RECORDS FOR THE TASK below:

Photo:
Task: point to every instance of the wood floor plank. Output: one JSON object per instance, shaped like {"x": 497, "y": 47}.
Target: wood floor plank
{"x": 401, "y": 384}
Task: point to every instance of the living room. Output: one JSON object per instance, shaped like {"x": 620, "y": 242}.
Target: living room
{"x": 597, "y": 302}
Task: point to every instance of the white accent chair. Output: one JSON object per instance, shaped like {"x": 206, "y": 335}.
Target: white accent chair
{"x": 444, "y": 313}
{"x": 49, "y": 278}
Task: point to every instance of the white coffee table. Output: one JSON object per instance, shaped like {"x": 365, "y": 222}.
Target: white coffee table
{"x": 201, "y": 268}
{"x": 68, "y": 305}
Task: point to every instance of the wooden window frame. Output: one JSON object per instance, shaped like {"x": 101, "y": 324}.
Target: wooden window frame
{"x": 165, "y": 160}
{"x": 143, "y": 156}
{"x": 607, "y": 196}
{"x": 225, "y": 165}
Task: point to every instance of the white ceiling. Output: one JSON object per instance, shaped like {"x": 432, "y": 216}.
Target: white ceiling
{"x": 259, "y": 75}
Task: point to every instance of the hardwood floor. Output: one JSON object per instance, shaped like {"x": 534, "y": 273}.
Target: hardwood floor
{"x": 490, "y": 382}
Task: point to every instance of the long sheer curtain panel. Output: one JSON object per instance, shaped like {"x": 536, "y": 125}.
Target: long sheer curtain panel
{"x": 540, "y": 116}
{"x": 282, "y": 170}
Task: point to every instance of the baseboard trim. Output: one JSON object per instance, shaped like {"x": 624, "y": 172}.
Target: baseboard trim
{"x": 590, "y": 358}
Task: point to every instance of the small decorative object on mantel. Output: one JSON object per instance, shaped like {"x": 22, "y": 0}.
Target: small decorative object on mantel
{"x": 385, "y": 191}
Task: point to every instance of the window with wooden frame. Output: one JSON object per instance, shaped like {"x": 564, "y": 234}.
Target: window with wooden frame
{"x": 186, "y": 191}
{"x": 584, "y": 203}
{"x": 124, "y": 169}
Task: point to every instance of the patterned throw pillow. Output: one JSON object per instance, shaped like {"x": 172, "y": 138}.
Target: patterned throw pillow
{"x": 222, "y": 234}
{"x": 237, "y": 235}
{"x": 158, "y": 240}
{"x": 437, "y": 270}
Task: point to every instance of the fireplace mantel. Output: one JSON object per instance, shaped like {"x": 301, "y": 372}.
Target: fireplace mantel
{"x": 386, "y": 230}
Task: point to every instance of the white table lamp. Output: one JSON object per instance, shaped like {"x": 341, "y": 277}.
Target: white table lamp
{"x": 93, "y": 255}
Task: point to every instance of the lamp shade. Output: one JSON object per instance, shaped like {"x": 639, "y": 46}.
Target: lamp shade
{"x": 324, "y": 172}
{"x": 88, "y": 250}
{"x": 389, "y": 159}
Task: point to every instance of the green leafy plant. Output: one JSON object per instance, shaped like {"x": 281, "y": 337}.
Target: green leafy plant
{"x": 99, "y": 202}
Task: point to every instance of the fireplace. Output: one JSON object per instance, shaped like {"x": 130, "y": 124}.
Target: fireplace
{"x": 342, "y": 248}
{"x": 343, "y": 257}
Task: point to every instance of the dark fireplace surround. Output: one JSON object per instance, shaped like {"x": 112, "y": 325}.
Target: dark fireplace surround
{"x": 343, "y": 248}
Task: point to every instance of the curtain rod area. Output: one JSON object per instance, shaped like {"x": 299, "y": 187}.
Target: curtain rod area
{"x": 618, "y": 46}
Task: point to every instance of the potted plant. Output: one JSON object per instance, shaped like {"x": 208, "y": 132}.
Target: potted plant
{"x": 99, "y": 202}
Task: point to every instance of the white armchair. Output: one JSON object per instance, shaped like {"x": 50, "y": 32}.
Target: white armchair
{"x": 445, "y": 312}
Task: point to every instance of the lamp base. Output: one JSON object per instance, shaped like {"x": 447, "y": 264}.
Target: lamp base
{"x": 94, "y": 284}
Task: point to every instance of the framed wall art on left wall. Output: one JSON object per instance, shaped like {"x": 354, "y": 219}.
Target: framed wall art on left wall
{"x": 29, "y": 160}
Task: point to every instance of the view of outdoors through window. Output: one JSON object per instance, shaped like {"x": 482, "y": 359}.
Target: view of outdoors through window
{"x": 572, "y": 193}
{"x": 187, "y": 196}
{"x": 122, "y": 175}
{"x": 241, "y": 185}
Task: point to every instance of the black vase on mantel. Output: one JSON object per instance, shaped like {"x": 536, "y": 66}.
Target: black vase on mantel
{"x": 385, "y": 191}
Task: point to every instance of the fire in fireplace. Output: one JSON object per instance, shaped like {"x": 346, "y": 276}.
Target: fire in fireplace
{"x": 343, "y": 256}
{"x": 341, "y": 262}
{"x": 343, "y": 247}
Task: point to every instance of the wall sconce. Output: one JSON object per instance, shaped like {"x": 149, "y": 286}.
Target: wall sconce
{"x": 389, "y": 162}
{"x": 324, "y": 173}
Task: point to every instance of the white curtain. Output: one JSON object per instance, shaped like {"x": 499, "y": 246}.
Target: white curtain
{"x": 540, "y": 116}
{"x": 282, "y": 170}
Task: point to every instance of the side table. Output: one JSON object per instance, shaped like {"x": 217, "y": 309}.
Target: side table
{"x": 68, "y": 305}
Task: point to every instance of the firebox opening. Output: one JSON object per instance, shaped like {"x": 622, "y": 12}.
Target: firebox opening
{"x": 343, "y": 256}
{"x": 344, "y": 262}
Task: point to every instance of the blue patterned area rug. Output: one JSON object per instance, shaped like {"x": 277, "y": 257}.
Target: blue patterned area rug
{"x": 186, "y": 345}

End of RECORDS FOR THE TASK.

BRIEF
Give the exact lines, and only those, from the line containing "Task: point to every instance of the wooden" through the line containing "Task: point to every instance of the long" in the entries above.

ANSWER SPACE
Task: point to every instance of the wooden window frame. Output: one JSON object per instance, shaped like {"x": 101, "y": 324}.
Target: wooden window frame
{"x": 165, "y": 160}
{"x": 143, "y": 156}
{"x": 607, "y": 196}
{"x": 225, "y": 165}
Task: point to every instance of the white ceiling. Output: one JSON object per instance, shaped like {"x": 432, "y": 216}.
Target: white ceiling
{"x": 259, "y": 75}
Task: point to every instance of the hardwood floor. Output: one JSON object per instance, shaped like {"x": 534, "y": 273}.
Target: hardwood floor
{"x": 490, "y": 382}
Task: point to every instance of the long sheer curtain panel. Output: one JSON object per instance, shaped like {"x": 536, "y": 125}.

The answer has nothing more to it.